What to do
Write out only the lines running from the one that contains "query | stacked stone wall" to the end of the material, both ends included.

Point placement records
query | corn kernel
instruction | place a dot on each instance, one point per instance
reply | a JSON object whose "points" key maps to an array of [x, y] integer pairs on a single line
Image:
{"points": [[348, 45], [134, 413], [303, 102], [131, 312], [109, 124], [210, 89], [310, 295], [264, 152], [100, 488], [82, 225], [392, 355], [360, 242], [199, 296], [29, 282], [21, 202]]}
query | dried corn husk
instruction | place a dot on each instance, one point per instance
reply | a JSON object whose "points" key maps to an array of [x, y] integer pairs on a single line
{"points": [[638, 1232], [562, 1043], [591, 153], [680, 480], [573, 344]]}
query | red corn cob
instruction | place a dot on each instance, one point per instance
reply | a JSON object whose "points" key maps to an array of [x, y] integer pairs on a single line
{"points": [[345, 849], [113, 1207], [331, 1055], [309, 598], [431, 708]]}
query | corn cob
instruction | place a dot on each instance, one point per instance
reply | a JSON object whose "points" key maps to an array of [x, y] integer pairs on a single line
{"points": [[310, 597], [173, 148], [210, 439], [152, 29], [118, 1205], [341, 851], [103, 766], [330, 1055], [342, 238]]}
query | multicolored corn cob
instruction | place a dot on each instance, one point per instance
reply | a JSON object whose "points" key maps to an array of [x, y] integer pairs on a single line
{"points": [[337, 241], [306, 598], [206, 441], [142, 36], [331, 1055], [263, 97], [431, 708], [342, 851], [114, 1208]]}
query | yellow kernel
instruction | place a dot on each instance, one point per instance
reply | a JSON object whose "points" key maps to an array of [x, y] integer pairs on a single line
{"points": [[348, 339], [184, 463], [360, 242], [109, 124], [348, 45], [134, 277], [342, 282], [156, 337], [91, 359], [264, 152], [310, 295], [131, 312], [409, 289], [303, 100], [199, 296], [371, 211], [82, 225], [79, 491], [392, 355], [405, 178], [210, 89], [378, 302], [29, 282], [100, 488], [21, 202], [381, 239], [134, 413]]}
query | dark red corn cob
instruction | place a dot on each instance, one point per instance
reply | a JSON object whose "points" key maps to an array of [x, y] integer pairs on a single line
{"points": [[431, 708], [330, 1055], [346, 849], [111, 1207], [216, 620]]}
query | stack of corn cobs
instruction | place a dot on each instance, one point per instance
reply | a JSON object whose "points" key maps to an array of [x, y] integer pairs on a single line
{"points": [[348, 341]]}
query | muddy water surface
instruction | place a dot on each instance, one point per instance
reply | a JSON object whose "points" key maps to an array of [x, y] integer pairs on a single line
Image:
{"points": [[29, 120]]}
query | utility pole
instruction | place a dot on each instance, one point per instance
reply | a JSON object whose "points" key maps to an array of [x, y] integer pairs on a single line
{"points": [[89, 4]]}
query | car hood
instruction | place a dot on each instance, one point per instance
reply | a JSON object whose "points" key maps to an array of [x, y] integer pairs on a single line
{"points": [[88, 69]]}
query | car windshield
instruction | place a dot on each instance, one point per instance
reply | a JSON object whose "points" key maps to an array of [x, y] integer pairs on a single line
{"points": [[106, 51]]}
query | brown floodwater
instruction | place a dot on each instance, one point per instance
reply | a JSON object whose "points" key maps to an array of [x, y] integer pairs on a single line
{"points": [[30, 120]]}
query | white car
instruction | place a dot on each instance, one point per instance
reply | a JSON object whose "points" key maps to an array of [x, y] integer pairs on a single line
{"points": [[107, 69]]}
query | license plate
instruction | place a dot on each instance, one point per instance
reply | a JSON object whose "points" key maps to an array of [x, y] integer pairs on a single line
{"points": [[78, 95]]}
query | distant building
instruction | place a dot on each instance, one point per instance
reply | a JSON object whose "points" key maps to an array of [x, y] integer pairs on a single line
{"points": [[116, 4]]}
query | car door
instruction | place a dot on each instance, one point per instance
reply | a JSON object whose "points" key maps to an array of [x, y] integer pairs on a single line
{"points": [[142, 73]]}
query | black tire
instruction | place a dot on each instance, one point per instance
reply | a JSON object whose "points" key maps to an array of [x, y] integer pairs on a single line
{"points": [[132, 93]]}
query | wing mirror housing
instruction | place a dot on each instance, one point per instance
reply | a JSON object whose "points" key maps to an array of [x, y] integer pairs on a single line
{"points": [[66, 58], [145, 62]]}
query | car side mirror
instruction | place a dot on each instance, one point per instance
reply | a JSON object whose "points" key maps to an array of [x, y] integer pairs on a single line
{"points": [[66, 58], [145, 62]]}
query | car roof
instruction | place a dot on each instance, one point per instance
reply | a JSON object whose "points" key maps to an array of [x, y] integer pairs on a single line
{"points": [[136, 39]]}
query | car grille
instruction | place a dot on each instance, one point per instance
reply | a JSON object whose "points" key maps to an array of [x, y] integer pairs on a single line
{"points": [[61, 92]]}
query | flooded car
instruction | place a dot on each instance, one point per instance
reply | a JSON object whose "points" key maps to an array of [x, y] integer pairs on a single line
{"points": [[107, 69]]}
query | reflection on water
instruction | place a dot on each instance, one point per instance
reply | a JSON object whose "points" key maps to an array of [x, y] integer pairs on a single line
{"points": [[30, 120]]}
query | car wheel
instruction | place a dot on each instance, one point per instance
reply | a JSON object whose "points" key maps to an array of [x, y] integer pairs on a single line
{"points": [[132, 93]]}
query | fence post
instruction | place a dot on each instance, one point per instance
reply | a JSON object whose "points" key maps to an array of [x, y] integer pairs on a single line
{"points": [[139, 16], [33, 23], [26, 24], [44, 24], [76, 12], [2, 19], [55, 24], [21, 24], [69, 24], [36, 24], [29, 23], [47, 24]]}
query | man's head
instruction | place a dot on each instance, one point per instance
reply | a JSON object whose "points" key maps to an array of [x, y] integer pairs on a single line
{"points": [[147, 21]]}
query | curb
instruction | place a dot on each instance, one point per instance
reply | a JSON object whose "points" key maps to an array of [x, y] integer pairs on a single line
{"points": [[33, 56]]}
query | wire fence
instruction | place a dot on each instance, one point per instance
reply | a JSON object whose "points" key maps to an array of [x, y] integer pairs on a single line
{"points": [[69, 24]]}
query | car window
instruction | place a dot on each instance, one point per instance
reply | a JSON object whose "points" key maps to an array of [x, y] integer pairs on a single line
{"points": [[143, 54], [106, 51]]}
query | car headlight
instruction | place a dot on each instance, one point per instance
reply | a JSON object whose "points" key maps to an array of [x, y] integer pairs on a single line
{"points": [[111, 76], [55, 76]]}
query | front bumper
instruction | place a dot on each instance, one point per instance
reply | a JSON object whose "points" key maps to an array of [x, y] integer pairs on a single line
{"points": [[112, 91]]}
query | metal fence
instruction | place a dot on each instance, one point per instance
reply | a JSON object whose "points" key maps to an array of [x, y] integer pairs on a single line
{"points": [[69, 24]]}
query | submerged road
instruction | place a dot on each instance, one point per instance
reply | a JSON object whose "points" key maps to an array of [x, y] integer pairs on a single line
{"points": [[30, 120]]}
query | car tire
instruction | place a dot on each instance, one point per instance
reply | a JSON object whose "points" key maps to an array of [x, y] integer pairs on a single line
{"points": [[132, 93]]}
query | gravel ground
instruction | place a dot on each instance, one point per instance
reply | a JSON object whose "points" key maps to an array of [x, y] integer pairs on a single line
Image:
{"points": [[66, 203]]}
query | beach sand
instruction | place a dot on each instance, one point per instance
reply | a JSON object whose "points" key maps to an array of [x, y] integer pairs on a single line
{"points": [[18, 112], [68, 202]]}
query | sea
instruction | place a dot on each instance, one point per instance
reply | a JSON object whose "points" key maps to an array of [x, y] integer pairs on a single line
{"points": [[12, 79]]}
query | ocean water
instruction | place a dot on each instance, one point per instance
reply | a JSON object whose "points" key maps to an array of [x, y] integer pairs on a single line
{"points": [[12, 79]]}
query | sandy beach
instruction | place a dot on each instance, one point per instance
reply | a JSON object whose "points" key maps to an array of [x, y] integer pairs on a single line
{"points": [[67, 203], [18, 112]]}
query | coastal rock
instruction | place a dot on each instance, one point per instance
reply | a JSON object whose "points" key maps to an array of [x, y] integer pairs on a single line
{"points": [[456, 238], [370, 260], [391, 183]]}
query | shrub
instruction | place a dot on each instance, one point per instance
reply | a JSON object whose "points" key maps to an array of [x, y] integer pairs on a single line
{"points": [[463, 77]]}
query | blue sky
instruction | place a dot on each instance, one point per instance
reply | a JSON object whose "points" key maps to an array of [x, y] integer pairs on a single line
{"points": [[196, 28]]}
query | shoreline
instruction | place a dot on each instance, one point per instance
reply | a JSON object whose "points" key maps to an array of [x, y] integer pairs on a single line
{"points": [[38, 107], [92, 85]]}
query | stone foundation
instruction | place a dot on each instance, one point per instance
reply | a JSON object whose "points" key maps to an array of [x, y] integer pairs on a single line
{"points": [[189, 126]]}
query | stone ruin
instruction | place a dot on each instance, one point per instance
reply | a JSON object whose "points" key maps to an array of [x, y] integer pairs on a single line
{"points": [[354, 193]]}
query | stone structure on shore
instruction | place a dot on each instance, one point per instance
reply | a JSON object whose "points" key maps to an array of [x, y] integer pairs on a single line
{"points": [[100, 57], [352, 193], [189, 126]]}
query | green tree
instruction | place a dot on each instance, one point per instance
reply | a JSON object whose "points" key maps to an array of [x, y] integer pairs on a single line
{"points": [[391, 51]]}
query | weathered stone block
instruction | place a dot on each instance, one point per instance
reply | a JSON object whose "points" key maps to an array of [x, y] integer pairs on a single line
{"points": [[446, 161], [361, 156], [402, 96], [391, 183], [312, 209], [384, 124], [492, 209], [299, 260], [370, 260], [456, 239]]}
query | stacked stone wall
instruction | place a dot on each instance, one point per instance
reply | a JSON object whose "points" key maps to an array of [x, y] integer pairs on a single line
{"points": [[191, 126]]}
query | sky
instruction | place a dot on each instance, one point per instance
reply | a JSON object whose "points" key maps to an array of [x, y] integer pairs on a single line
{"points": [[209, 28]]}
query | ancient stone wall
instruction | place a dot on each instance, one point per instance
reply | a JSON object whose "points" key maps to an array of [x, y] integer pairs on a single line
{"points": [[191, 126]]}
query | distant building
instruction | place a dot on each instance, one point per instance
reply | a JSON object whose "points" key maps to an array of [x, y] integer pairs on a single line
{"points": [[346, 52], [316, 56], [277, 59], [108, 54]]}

Task response
query | stacked stone wall
instruction | place a dot on each instance, one point per instance
reply | a JSON object whose "points" key maps to an array of [x, y] integer pairs on a single line
{"points": [[191, 126]]}
query | sky
instruction | place a dot on each instance, one point per instance
reply | a JSON object whose "points" key maps to an array of [x, y] integer pairs on a single line
{"points": [[209, 28]]}
query | ancient stone wall
instruction | place a dot on each instance, one point per instance
reply | a JSON object whose "points" key maps to an array of [x, y] integer pairs on a single line
{"points": [[191, 126]]}
query | distant building
instruction | place a dot on each instance, one point per instance
reply | a JSON object whose "points" key maps to an array of [x, y] integer pairs on a single line
{"points": [[346, 52], [316, 56], [277, 59], [108, 54]]}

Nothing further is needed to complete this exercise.